I am a second-year Ph.D. student in Urban Studies with a specialization in transportation and gerontology. I received a Master's degree in Transportation Studies and studied in Urban Planning for Bachelor from South Korea. As the accelerating aging and the emerging of aging problems in the world, research of older adults is definitely needed in the transportation area, and this issue would continue in the future. Through the Ph.D. program, I would conduct my research focusing on how to guarantee mobility and accessibility to older adults. In addition to its role as a transportation mode, transportation is closely linked to overall urban environments, including the economy, society, environment, and welfare. For this reason, I believe that my research can secure mobility and accessibility and improve the lives of older adults. Furthermore, I hope to contribute to a better living environment for everyone.
I am a second-year Doctoral student in urban studies at Nohad A. Toulan School of Urban Studies & Planning working with Dr. Jennifer Dill, and Dr. Hau Hagedorn of TREC. Currently, I am analyzing Bike Portal Data and visualizing it. In the past, I have studied walkability and safe pedestrian space while studying for my Master’s of Science degree in Urban Planning and Engineering at Yonsei University, South Korea. Based on this topic, I have won two awards for the best paper at the Urban Design Institute of Korea conference. I have also participated in a competition associated with crime prevention through environmental design (CPTED) where I presented policies promoting safer university campuses. Based on my academic research achievements, my career goal is planning and designing for pedestrian-oriented cities as a researcher at an agency or national institute.
Elijah Kling is a passionate third year student in Portland State University’s civil engineering program. He transferred from Portland Community College after the summer of 2019 and is flourishing in the university’s fun and challenging new environment. Elijah is also starting as an undergrad research assistant for Avinash Unnikrishnan of the MCECS department of civil and environmental engineering. He plans to finish his BSCE spring of 2021 with honors.
Philip Longenecker is a first year master's student in the Master of Urban and Regional Planning (MURP) program at Portland State University. This coming term, he will continue the work on a project started by Jennifer Dill, John MacArthur and other students which analyzes the street-level composition of curbside uses as they relate to e-scooter parking compliance and ADA accessibility.
Jaime Orrego Oñate
Jaime is a Ph.D. student for the Department of Environmental and Civil Engineering at Portland State University. He holds a master's degree in transportation engineering from Universidad de Chile in Santiago, Chile, where he grew up. He has worked as a traffic engineering and has advocated for transportation equity with a special interest in bicycles and pedestrians in different nonprofit organizations. His main research focus is the effect that the built environment has on walking behavior. But lately, he has been also working on cycling behavior and their response to bike infrastructure. When not thinking about transportation Jaime likes taking pictures, watching movies, socializing with friends, and experiencing Portland amenities.
Nick Puczkowskyj is an Urban Studies PhD student at PSU. He is currently working with Prof. Dill and John MacArthur to examine the impacts of e-scooter operations on VMTs in Portland, OR. His dissertation research seeks to challenge the binary approaches to transportation research by using feminist, queer, and travel behavior theory to address the noticeable research gap of transgender/genderqueer data and research in the transportation field. Nick hopes to use this research to expand and redefine inclusive transportation policy and practices. His other research interests include: mobility justice, active transportation, micromobility, and transit. Currently, he is the VP of Organizing for the Graduate Employees Union and President of STEP-ITE. Following graduation, Nick seeks to secure a position as a university faculty member. When not on campus you can find him hunting mushrooms in the forest, fishing the Sandy River, or kicking in Hong Kong during term breaks.

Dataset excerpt
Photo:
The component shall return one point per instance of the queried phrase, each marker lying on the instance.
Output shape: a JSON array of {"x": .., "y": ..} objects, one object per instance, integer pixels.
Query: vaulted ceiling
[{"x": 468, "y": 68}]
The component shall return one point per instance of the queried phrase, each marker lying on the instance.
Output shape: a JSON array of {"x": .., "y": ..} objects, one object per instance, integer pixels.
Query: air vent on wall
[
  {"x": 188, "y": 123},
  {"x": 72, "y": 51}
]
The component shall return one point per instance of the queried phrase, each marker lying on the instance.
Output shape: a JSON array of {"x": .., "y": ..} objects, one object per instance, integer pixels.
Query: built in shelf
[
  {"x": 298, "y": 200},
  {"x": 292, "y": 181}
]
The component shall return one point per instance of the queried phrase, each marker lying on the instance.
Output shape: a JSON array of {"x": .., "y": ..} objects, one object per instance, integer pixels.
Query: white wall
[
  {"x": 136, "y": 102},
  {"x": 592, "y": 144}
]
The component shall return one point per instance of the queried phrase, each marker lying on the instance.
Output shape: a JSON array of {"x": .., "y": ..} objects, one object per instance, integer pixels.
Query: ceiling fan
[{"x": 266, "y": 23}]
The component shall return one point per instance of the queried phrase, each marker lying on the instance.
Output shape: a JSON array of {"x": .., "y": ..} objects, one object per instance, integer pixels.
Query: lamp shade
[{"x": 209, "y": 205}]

--

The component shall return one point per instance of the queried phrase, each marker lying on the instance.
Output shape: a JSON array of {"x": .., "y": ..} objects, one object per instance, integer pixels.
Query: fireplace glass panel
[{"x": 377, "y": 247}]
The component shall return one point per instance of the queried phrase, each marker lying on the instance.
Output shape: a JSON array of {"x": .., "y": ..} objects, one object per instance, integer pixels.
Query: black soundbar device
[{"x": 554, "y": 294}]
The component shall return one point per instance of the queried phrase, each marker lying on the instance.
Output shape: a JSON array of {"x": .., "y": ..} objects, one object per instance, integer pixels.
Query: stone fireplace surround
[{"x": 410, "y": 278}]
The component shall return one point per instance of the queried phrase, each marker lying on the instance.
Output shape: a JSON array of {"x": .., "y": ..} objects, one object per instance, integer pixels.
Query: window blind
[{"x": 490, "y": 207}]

» INSTRUCTION 1:
From the student profiles, list the other research interests that Nick Puczkowskyj names.
» INSTRUCTION 2:
Answer these questions using the student profiles:
(a) From which university did Jaime Orrego Oñate receive his master's degree in transportation engineering?
(b) When does Elijah Kling plan to finish his BSCE?
(c) How many best paper awards were won at the Urban Design Institute of Korea conference?

» TASK OUTPUT 1:
Mobility justice
Active transportation
Micromobility
Transit

» TASK OUTPUT 2:
(a) Universidad de Chile, in Santiago, Chile
(b) Spring of 2021, with honors
(c) Two